What to work on: Starting at the line that contains "Wildlife-count tagging: point out every instance of the realtor" and ending at the final line of the records, put each line into a JSON list as its own string, skipping blank lines.

Supplied data:
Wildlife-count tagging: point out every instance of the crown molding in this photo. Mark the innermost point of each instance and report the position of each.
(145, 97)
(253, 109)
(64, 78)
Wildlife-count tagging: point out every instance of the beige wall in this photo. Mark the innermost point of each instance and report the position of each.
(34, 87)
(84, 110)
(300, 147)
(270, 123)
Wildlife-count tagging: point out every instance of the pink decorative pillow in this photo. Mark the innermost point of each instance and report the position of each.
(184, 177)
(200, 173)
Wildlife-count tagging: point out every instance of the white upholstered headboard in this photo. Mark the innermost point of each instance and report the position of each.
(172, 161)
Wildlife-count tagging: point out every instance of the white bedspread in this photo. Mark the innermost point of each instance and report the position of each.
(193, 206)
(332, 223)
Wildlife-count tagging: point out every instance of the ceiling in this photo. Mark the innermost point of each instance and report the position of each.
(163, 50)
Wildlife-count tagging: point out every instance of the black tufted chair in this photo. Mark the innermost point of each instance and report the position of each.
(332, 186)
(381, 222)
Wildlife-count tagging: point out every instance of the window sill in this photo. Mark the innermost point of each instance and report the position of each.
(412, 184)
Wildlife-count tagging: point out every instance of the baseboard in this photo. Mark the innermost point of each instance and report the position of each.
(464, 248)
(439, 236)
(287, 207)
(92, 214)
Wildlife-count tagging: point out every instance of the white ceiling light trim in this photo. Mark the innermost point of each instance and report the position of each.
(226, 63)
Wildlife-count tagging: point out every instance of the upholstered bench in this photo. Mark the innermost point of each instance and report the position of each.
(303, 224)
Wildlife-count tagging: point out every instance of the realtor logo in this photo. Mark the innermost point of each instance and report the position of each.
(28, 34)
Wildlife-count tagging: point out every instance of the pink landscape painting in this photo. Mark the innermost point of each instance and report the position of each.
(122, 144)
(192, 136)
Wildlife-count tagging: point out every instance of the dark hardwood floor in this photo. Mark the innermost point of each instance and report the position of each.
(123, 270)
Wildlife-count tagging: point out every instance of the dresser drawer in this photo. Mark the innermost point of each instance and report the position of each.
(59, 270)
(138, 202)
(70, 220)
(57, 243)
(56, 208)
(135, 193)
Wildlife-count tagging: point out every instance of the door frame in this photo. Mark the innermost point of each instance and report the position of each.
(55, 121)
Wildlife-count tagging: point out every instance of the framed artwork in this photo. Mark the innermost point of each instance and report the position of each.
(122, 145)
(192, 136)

The answer:
[
  "Wildlife-count tagging: point out every instance of the realtor logo in this photo. Mark the innermost point of each instance and report the position of each.",
  "(28, 34)",
  "Wildlife-count tagging: point out every instance of the pink landscape painting in this photo. Mark the innermost point of each instance and report the position of each.",
  "(122, 144)",
  "(192, 136)",
  "Wildlife-count tagging: point out every instance of the dark hardwood floor in this photo. Mark the innermost point of each instance and report the position of each.",
  "(123, 270)",
  "Wildlife-count tagging: point out every instance of the dresser drawer in this photo. Mark the innermost point of each instance and report the position of each.",
  "(59, 270)",
  "(138, 202)",
  "(70, 220)",
  "(57, 243)",
  "(56, 208)",
  "(135, 193)",
  "Wildlife-count tagging: point out every instance of the door frame in this photo. Mark the innermost point of each instance and report the position of each.",
  "(55, 121)",
  "Wildlife-count tagging: point out every instance of the framed artwork in this photo. Mark the innermost point of each instance and report the position of each.",
  "(122, 145)",
  "(192, 136)"
]